No cinema, fez de adúltera, alcoólica, cantora, míope, gold digger e vizinha. Mas quantas vezes foi essa ela de que, numa espécie de deslize freudiano, Marilyn falou um dia a Susan Strasberg, uma das suas melhores amigas?
A história passou-se em Nova Iorque, na rua. Marilyn saíra sem pinturas, penteado ou traje especial. Podia, assim, passear pacificamente, sem temer as turbas de fãs. Mas, de repente, deu consigo aturdida pelo desejo de irrealidade que era chamar-se (ou poder ser) Marilyn. “Do you want me to be her?” (“Queres que eu seja ela?”), perguntou. E Strasberg só se lembra de a ver crescer, mudar, até ser ela. Marilyn tinha, afinal, consciência de trazer outro ser em si. Tinha-o no corpo e tinha-o na mão.
Em Evaristo Carriego, Jorge Luis Borges escreveu: “Que um individuo queira despertar noutro individuo recordações que apenas pertencem a um terceiro é um paradoxo evidente. Executar com despreocupação esse paradoxo é a vontade inocente de toda a biografia.” Que biografia alheia é que Marilyn executava quando era ela? Parafraseando os “recuerdos de recuerdos de otros recuerdos” de Borges, muitas devem ter sido as recordações de recordações de outras recordações crescendo nela, até lhe darem esse “a lot of animal magnetism” que levava um menino milionário, em Gentlemen Prefer Blondes, a ajudá-la a sair da escotilha em que a largura de ancas a deixara ficar presa.
Arrisco uma hipótese de explicação, modesta e tradicional. Marilyn, quando era ela, era antes de mais o eco dos múltiplos terceiros que foram as peças do puzzle da sua infância.
Vamos aos registos. Na papeleta do L. A. General Hospital consta o nascimento, a 1 de Junho de 1926, de Norma Jeane Mortensen. A breve trecho o patronímico desapareceria, fazendo justiça ao buraco negro da sua paternidade, desaparecendo também o último “e” de Jeane. Ficou só Norma Jean. Ou, para efeitos civis, Norma Jean Baker, do nome da mãe, Gladys Baker, com a qual Marilyn deixou de viver aos oito anos, altura em que a senhora Baker foi internada num hospital de saúde mental, tendo-lhe sido diagnosticado a mesma esquizofrenia que destruíra a vida dos seus pais e irmão.
A infância de Marilyn, com mãe internada e paternidade incógnita, pode arrolar-se nos milhões de infâncias infelizes que povoam orfanatos, tutores e famílias adoptivas. A Hollywood não escapou o segredo mal guardado dessa infância infeliz.

• [Dados a seguir]

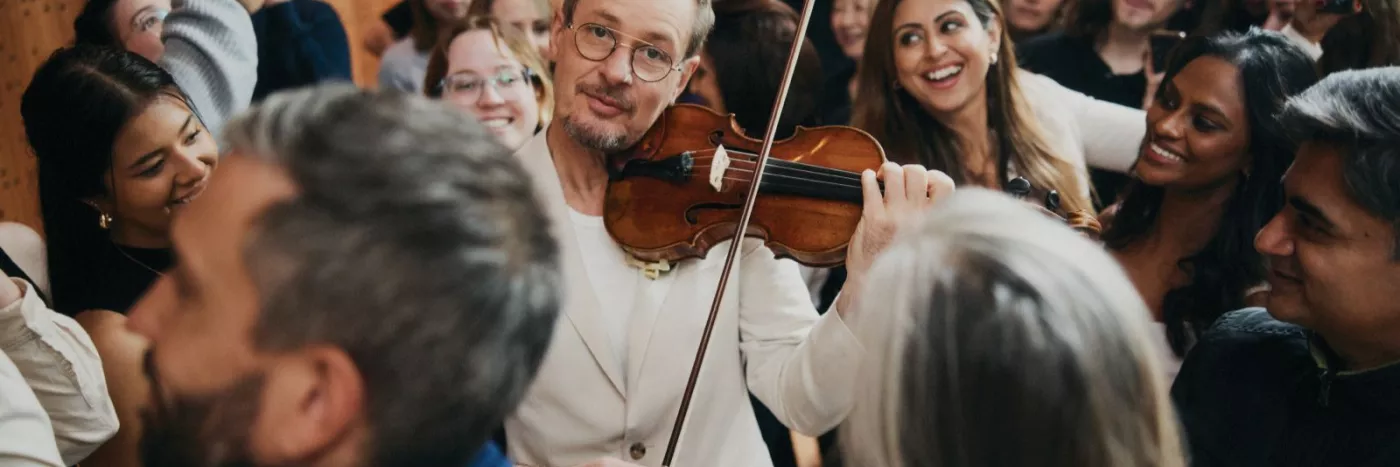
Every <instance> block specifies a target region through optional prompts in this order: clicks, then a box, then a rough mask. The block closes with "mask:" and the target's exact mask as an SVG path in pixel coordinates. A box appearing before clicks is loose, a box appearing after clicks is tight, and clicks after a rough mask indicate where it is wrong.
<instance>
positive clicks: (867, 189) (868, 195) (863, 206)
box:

• [Tarefa proposta 1] As afirmações seguintes estão de acordo com o texto sobre Marilyn? Responda sim ou não a cada uma e cite as palavras do texto que o decidem. (a) Marilyn nasceu a 1 de Junho de 1926 e ficou registada no L. A. General Hospital. (b) Marilyn deixou de viver com a mãe aos doze anos. (c) No passeio em Nova Iorque, Marilyn saiu pintada e com traje especial.
• [Tarefa proposta 2] Escreva a continuação do texto sobre Marilyn a partir da última frase apresentada.

• [Resultado do exercício 1]
(a) Sim: "Na papeleta do L. A. General Hospital consta o nascimento, a 1 de Junho de 1926, de Norma Jeane Mortensen."
(b) Não: "com a qual Marilyn deixou de viver aos oito anos"
(c) Não: "Marilyn saíra sem pinturas, penteado ou traje especial."

• [Resultado do exercício 2]
“She seemed like a lost child”, comentou o actor Robert Mitchum. Ela parecia uma criança perdida, uma doce criança perdida. Há uma cena reveladora em The Asphalt Jungle, de John Huston.
Marilyn era, no filme, a sobrinha – eufemismo com que se recobria, aos olhos dos censores, a relação de mocinha nova com homem mais velho – de um advogado escroque, Louis Calhern. Nessa tal cena, a altas horas da noite, Calhern olha para Marilyn com a mais equívoca ternura paternal e diz: “Some sweet kid. It's later. Why don't you go to bed...” (“Doce menina. É tarde. Porque é que não vais para a cama”). Marilyn desliza com volúpia pelo sofá, dá-lhe um beijo de despedida e começa a andar para o quarto, “being her” – porque esse sendo ela é que faz o ponto da cena. O realizador corta o plano no andar dela e dá-nos o contracampo do rosto de Louis Calhern olhando-a e repetindo dubiamente: “Some sweet kid”.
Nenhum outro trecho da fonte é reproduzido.